• _What you should do_
Count the lines of the data below that contain the word "poppy", and give only that number.

• _Input for this task_

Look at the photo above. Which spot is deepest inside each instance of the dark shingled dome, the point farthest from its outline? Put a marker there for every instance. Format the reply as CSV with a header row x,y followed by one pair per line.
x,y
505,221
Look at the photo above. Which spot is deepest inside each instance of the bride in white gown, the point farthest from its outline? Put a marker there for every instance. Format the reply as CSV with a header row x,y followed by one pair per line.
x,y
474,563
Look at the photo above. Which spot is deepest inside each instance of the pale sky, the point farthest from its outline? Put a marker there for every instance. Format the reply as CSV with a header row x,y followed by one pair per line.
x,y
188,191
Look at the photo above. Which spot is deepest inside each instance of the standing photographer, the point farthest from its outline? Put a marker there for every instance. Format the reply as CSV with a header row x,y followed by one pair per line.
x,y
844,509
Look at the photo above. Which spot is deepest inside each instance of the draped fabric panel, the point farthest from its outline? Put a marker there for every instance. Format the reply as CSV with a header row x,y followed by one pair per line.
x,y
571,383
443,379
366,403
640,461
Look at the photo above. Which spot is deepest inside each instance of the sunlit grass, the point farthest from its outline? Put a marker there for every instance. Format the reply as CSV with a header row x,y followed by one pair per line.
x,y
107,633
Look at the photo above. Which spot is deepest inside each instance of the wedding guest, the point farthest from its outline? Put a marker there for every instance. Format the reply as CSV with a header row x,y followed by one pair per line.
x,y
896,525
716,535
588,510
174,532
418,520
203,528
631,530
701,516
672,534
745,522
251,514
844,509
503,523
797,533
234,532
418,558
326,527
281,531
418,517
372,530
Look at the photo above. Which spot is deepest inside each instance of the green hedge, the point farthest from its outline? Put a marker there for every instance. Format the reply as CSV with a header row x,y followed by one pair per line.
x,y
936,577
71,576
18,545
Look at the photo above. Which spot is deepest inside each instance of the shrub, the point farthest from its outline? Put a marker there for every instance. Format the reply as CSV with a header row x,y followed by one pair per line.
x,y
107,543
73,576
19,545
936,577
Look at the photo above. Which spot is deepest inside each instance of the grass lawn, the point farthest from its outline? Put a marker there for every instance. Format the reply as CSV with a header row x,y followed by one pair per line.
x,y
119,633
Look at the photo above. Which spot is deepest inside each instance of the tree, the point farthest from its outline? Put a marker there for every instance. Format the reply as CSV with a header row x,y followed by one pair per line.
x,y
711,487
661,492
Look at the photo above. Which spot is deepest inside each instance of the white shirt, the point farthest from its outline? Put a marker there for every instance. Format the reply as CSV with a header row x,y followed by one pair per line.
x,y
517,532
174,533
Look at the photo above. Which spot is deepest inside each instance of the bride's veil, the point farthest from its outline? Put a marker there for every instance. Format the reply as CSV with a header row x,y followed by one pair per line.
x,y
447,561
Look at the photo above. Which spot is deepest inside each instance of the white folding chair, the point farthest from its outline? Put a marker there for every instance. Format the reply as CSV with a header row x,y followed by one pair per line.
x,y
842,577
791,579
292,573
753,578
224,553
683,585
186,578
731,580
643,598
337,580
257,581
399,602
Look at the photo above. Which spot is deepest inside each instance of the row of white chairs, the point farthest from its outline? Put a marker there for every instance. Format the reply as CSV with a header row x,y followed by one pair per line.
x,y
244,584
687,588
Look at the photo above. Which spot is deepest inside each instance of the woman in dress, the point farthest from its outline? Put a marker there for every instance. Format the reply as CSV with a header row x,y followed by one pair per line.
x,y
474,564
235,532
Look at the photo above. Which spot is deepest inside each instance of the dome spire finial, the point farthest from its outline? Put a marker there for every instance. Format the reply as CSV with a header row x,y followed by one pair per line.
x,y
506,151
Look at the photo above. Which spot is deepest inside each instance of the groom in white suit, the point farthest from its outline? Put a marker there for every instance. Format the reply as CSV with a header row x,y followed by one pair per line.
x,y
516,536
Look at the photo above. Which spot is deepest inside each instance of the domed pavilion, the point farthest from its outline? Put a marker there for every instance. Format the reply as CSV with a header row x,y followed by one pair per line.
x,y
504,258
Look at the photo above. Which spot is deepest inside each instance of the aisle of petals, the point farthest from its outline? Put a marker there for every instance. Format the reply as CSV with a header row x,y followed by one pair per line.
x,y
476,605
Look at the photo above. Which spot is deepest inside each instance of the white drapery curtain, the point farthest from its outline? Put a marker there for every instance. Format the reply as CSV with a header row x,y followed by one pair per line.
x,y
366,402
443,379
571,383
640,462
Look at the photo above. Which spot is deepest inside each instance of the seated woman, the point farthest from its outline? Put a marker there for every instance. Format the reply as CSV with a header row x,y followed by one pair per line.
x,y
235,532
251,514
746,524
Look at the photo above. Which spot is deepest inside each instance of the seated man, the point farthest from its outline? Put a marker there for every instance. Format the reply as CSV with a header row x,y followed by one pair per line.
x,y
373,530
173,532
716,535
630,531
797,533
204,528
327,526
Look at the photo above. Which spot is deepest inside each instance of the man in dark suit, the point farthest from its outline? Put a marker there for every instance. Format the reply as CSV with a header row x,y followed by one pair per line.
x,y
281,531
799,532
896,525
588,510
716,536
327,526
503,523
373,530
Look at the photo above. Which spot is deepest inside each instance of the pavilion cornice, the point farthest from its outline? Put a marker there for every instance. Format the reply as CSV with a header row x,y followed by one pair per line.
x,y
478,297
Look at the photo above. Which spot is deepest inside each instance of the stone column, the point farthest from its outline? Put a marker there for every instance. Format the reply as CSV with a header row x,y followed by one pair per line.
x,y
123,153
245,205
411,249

--

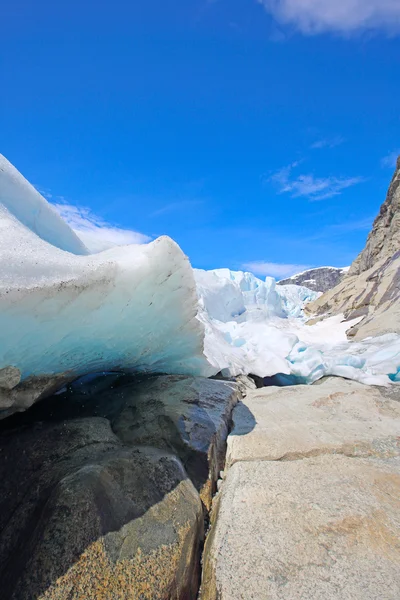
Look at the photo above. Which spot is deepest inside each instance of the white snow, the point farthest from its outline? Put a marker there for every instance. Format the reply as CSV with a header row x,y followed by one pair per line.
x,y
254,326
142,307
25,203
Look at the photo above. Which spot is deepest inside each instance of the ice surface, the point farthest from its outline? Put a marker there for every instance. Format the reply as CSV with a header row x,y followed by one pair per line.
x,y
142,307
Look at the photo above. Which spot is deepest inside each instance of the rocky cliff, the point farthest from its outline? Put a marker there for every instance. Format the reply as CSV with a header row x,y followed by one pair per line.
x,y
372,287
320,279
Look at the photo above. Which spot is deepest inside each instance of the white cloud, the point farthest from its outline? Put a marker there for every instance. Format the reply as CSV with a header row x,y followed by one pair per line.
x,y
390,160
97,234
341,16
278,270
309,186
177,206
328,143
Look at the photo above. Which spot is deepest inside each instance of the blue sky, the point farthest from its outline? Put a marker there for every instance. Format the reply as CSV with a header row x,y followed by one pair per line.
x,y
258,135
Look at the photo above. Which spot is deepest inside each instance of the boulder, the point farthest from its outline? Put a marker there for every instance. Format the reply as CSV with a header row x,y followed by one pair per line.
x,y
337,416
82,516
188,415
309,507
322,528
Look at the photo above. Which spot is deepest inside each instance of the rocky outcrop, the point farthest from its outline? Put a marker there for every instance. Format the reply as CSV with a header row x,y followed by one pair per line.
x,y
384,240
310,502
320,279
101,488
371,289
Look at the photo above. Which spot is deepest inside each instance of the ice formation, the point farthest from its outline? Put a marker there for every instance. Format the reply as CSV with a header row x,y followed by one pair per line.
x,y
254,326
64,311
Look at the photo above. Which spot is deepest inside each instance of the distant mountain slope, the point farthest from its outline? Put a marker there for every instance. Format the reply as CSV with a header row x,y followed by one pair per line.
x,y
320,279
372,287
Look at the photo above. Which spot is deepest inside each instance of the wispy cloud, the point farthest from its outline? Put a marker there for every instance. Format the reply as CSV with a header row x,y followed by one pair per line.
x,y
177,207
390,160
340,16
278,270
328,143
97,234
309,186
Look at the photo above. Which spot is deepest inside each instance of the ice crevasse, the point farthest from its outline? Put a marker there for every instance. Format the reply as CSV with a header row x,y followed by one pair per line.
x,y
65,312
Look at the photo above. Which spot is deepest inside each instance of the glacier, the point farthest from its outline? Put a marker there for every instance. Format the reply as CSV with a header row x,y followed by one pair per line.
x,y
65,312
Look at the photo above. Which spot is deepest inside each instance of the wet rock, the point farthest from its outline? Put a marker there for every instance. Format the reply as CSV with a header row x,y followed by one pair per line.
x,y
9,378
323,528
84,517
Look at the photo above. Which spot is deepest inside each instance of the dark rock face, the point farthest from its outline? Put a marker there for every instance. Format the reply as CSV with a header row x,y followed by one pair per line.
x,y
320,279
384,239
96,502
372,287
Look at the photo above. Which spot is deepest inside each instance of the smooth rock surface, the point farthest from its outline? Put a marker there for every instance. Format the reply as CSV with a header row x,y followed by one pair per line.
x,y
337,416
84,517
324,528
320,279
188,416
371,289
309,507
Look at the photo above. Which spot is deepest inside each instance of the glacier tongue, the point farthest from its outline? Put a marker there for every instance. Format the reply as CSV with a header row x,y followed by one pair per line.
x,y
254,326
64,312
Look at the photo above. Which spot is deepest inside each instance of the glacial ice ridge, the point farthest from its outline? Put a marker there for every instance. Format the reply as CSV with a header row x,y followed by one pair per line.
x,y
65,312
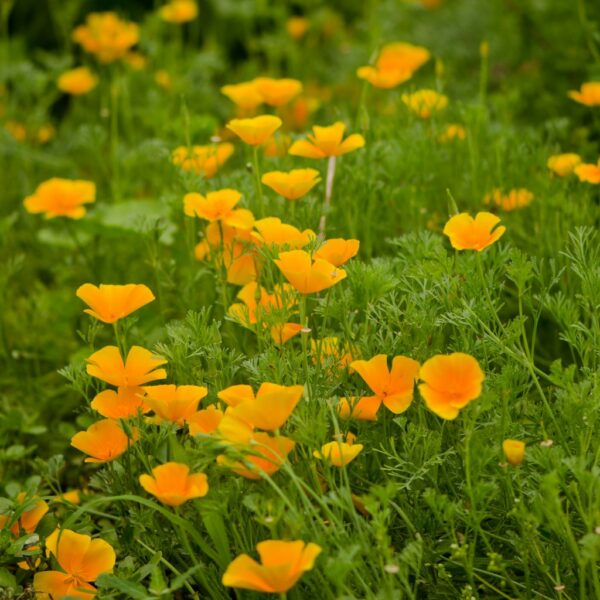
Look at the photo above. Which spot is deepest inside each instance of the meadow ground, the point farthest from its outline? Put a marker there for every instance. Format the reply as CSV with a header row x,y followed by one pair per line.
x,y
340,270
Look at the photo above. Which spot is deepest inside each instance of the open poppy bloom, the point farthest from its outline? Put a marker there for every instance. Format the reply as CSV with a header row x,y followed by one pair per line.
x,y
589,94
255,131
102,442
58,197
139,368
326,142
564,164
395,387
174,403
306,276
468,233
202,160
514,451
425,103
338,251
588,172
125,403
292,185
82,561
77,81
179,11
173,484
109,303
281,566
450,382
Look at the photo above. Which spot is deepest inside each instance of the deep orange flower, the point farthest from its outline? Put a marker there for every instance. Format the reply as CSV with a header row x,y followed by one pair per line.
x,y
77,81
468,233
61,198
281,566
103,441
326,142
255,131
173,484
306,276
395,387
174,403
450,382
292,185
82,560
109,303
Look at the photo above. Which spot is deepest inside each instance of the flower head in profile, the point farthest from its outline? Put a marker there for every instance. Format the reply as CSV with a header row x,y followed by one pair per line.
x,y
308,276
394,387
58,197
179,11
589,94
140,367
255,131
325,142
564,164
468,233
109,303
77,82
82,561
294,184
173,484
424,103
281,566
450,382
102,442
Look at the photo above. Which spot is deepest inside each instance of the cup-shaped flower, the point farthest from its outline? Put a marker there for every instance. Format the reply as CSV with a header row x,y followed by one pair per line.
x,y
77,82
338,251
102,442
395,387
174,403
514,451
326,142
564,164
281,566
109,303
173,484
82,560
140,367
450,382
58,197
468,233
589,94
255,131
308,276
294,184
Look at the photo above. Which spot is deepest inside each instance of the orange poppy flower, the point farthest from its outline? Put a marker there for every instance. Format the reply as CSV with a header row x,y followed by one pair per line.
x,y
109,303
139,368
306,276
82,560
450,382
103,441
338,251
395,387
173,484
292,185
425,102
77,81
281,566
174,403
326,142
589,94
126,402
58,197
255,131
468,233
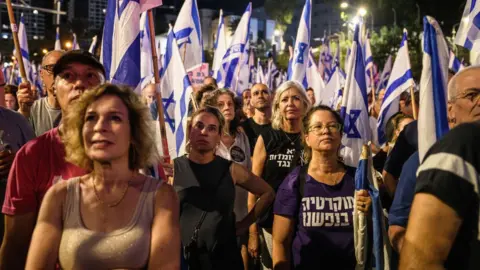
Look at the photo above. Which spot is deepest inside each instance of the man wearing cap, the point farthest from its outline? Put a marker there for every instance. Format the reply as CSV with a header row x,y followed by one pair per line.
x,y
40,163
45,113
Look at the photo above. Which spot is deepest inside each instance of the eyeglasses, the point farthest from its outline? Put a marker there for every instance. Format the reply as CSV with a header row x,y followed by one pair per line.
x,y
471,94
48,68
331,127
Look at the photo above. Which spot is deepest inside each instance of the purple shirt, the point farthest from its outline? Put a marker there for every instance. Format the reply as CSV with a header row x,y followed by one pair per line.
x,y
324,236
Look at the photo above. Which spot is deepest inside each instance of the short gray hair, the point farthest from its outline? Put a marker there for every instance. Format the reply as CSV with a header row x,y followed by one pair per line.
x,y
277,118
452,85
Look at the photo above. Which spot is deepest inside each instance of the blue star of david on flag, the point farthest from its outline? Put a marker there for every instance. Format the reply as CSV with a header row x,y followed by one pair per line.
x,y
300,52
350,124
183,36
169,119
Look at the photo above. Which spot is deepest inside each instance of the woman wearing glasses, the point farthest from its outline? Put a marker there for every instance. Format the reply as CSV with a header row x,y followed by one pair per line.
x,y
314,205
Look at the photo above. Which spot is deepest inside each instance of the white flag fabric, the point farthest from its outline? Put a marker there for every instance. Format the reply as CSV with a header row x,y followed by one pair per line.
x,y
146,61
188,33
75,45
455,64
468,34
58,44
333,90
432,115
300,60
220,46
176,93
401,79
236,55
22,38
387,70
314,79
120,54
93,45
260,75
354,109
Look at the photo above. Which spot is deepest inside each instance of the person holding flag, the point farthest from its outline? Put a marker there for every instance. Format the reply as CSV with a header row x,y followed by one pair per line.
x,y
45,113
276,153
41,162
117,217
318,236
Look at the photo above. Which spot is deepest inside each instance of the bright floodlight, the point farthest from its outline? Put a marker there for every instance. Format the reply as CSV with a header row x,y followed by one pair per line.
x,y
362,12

==

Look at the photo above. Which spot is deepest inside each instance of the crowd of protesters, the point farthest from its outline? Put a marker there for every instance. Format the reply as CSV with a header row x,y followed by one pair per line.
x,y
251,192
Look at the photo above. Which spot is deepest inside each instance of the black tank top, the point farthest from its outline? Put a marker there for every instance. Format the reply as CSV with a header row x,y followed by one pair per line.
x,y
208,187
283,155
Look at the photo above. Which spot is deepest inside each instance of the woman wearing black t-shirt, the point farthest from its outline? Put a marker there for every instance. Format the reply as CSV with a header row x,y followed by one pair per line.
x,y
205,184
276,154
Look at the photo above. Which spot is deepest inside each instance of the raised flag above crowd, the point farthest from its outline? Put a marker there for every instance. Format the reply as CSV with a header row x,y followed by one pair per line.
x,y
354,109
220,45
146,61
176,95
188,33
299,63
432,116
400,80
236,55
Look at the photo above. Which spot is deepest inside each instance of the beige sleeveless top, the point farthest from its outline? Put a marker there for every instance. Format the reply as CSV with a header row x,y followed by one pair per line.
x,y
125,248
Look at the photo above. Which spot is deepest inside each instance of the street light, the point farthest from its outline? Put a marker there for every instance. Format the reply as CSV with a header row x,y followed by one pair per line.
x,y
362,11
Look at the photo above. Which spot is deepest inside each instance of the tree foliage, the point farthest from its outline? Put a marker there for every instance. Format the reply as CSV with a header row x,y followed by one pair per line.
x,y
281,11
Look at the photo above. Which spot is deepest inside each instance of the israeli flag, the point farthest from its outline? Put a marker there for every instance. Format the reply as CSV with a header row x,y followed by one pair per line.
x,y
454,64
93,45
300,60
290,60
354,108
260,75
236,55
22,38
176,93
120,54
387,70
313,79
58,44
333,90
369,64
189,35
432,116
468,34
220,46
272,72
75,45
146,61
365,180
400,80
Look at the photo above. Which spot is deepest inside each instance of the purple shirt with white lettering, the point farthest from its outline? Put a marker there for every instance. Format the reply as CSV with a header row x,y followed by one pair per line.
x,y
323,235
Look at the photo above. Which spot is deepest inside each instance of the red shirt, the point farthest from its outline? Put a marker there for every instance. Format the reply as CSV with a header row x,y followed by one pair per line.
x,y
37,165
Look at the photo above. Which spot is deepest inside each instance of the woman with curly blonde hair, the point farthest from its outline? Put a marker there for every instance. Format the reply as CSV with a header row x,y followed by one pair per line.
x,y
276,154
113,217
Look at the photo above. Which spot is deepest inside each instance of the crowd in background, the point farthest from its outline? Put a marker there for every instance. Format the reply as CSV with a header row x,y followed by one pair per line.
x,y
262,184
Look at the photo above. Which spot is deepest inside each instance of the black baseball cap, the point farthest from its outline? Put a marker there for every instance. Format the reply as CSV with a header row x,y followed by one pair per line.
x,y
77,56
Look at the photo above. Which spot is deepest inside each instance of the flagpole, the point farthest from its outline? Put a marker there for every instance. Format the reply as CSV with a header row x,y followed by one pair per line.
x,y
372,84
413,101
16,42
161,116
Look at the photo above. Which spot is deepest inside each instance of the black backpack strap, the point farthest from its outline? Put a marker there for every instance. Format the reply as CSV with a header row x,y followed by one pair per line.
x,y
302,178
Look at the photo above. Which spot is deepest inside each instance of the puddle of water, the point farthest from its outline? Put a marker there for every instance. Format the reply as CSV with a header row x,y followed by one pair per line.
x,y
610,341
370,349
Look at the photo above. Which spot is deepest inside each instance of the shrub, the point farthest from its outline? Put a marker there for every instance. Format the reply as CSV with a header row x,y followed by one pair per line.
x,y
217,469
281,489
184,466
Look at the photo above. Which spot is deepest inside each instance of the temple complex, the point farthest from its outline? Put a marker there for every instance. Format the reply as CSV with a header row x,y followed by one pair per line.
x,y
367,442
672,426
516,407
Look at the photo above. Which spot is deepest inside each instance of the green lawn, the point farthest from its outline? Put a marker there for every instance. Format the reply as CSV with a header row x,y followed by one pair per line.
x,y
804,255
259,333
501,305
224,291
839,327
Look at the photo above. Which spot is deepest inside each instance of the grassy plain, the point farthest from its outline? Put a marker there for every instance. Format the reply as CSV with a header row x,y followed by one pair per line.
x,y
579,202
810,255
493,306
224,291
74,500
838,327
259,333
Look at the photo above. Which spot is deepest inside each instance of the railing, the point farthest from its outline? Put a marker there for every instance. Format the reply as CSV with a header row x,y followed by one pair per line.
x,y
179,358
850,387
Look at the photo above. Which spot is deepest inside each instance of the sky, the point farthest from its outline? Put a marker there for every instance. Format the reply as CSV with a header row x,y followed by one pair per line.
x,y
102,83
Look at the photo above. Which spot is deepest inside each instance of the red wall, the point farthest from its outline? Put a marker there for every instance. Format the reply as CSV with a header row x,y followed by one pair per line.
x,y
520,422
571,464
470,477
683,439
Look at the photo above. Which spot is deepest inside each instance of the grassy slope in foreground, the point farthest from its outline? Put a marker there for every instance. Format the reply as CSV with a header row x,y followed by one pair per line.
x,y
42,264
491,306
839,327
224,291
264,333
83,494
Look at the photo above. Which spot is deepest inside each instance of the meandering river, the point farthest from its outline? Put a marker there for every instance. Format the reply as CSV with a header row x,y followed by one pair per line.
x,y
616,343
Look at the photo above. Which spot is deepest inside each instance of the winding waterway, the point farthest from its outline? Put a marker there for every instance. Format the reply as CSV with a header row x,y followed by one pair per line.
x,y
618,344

• _Solution_
2